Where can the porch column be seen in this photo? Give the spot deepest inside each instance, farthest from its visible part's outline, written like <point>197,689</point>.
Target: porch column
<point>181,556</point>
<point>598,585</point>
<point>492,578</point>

▶ _Instructions to follow_:
Reproduce every item above word for word.

▶ _Right answer_:
Where can the porch column be seen in this photo? Give the spot deepest inside each instance, farthest from its visible part's outline, written like <point>197,689</point>.
Target: porch column
<point>181,556</point>
<point>598,585</point>
<point>492,578</point>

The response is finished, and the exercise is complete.